Problem set:
1. Reproduce word for word the stretch of the article on GM mustard from "GM mustard: SC" through "modified (GM) mustard.".
2. For each statement below, say yes or no according to the article on GM mustard, and quote the deciding words from it: (a) The Supreme Court heard the pleas on Tuesday. (b) The Centre granted unconditional approval for the environmental release of GM mustard. (c) Gene Campaign is a non-governmental organization.

Excerpt provided:
GM mustard: SC concerned over risks involved, to resume hearing next week
The apex court voiced the concern about risk factors while hearing separate pleas from activist Aruna Rodrigues and the NGO Gene Campaign seeking a moratorium on the release of any GMOs into the environment pending a comprehensive, transparent and rigorous bio-safety protocol in the public domain conducted by agencies of independent expert bodies the results of which are made public.
The Supreme Court is more concerned about the risk factors than anything else when it comes to the conditional approval granted by the Centre for the environmental release of genetically modified (GM) mustard.
The apex court voiced this concern on Tuesday while hearing separate pleas from activist Aruna Rodrigues and the non-governmental organization (NGO) Gene Campaign seeking a moratorium on the release of any genetically modified organisms (GMOs) into the environment pending a comprehensive, transparent and rigorous bio-safety protocol in the public domain conducted by agencies of independent expert bodies the results of which are made public.

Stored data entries
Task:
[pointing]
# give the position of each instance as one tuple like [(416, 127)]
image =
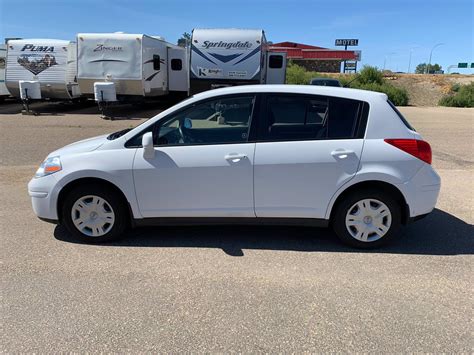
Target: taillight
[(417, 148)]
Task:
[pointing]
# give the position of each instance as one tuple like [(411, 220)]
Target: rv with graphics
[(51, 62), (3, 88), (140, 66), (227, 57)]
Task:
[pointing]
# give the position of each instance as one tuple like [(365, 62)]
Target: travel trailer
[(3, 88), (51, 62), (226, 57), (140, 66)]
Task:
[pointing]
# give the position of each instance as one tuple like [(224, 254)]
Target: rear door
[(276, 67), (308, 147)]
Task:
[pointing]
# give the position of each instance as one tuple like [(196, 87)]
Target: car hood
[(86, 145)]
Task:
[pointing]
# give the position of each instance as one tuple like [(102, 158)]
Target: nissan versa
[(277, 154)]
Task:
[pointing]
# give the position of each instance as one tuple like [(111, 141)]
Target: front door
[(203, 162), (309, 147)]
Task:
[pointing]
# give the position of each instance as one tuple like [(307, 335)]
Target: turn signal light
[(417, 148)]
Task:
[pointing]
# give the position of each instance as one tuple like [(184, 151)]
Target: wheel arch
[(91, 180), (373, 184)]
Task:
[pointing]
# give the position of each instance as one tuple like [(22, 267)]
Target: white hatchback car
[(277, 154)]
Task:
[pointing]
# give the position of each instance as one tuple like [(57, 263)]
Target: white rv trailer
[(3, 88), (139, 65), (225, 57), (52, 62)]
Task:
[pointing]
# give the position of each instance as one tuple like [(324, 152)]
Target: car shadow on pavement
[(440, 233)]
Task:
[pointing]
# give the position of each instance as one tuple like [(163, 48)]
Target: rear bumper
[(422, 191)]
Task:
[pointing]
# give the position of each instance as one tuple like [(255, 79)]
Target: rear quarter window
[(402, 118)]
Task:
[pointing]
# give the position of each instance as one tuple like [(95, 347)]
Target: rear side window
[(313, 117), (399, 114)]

Solutions in order:
1.
GM mustard: SC concerned over risks involved, to resume hearing next week
The apex court voiced the concern about risk factors while hearing separate pleas from activist Aruna Rodrigues and the NGO Gene Campaign seeking a moratorium on the release of any GMOs into the environment pending a comprehensive, transparent and rigorous bio-safety protocol in the public domain conducted by agencies of independent expert bodies the results of which are made public.
The Supreme Court is more concerned about the risk factors than anything else when it comes to the conditional approval granted by the Centre for the environmental release of genetically modified (GM) mustard.

2.
(a) Yes: "The apex court voiced this concern on Tuesday while hearing separate pleas"
(b) No: "the conditional approval granted by the Centre for the environmental release of genetically modified (GM) mustard"
(c) Yes: "the non-governmental organization (NGO) Gene Campaign"